→ **AIM**
Copy the material from its start up to and including the line with "[[269, 82], [104, 20]]", and increase every coordinate in the answers by 120. Leave the pictures out.

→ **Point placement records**
....................

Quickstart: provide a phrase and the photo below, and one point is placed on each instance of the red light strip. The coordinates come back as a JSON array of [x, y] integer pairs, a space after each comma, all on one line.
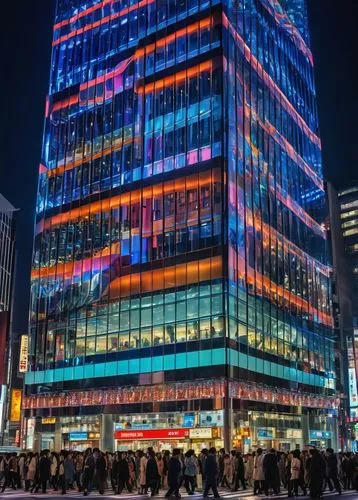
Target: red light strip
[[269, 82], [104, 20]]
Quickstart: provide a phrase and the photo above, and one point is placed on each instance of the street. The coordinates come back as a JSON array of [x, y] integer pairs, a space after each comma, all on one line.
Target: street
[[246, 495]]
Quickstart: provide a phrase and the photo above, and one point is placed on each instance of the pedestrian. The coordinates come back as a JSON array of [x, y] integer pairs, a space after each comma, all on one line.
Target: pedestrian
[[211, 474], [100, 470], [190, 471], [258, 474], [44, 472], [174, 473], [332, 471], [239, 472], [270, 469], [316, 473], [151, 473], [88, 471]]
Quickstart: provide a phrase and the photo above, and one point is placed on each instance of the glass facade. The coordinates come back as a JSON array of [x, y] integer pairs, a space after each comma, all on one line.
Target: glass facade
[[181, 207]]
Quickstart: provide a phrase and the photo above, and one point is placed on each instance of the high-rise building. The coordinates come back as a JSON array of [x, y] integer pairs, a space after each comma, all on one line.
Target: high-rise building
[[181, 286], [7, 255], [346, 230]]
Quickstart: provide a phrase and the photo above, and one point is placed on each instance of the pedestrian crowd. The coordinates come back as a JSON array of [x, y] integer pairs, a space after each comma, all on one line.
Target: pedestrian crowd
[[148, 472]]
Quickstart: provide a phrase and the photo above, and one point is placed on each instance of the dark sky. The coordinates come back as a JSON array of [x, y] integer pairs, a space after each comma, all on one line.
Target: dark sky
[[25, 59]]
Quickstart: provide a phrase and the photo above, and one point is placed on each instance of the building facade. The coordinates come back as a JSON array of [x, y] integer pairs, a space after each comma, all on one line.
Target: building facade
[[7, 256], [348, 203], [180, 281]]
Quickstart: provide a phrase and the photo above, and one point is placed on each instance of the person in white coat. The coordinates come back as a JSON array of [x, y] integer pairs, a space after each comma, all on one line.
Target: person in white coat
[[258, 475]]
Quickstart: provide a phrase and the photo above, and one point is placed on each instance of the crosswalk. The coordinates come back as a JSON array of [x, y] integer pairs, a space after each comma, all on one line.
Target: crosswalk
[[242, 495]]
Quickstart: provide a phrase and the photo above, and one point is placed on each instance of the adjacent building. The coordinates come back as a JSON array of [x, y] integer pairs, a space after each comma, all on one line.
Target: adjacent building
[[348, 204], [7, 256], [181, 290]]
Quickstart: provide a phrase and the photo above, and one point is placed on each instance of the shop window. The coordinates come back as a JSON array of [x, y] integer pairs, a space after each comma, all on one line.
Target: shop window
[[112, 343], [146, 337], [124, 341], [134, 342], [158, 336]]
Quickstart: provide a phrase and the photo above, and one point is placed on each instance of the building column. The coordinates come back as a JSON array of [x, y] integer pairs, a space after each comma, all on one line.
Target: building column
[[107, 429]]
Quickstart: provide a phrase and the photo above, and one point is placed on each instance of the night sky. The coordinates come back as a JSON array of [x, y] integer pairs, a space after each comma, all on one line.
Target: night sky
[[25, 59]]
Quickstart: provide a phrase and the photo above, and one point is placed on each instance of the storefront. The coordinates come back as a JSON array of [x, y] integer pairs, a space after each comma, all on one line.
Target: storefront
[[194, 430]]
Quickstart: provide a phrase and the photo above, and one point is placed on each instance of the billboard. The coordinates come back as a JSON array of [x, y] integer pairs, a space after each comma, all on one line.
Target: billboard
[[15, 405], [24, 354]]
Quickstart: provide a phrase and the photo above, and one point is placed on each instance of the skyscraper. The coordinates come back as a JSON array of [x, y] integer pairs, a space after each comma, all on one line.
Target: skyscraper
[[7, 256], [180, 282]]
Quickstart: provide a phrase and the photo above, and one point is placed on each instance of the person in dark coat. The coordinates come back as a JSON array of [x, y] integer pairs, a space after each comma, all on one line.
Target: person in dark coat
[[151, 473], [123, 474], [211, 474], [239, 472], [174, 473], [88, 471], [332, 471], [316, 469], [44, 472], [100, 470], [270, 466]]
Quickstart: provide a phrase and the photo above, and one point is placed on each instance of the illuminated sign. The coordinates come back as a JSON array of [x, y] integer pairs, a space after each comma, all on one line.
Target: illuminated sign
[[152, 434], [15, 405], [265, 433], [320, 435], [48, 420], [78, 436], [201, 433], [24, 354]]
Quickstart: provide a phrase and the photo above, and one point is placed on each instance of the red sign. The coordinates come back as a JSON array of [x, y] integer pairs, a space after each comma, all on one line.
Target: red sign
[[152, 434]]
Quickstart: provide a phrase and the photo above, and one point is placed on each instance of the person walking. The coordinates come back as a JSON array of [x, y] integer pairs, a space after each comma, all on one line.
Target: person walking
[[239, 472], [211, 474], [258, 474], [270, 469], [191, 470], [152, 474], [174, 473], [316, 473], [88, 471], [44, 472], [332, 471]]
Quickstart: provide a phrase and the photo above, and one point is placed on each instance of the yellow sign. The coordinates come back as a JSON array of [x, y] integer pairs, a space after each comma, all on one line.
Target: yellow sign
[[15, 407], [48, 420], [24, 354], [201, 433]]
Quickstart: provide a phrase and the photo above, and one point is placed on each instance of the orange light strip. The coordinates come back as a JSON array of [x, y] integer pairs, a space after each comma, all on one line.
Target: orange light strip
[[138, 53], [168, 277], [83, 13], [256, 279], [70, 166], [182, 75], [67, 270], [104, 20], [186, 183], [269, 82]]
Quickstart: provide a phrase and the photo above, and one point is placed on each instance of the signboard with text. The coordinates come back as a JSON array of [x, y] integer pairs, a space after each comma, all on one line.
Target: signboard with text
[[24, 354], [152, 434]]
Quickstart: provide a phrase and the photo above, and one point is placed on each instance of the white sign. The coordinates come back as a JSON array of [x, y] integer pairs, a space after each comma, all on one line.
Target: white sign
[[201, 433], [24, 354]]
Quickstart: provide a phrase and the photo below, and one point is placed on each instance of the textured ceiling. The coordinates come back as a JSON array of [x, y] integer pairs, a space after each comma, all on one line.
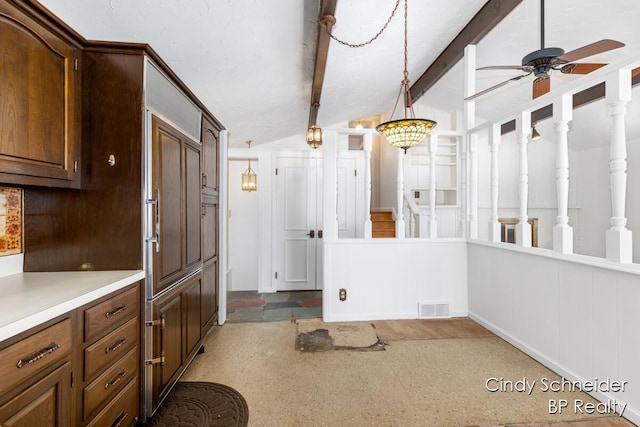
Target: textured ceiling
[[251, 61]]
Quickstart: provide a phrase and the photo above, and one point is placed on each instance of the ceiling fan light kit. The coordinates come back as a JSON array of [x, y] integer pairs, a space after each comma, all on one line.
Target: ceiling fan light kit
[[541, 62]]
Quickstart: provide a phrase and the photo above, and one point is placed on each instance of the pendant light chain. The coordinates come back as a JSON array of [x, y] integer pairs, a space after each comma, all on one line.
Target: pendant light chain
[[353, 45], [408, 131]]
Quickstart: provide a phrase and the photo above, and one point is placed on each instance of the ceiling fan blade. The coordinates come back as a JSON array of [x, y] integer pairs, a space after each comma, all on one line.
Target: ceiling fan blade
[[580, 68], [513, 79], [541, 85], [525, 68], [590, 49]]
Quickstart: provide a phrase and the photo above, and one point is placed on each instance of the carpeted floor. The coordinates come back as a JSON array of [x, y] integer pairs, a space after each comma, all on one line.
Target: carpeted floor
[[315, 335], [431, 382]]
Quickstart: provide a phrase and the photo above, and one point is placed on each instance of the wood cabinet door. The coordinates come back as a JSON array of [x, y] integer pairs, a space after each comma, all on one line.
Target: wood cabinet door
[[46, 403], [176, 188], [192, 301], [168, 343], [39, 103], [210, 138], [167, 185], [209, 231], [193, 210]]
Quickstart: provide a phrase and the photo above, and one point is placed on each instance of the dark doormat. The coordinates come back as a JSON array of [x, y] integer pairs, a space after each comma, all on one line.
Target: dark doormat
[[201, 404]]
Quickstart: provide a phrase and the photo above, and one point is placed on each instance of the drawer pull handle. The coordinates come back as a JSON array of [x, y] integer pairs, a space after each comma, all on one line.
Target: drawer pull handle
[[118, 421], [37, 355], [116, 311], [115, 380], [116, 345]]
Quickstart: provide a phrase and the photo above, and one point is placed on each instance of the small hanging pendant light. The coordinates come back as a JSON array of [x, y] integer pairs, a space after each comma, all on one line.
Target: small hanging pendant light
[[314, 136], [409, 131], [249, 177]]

....................

→ **EXERCISE OUTPUT**
Quickstart: provide a phrase and the photo below, and one point is placed on each instance of the red light strip. The coordinates come back as a JSON array of [x, y] integer pairs, a space after each comma, all on one line.
Target: red light strip
[[389, 202], [224, 140]]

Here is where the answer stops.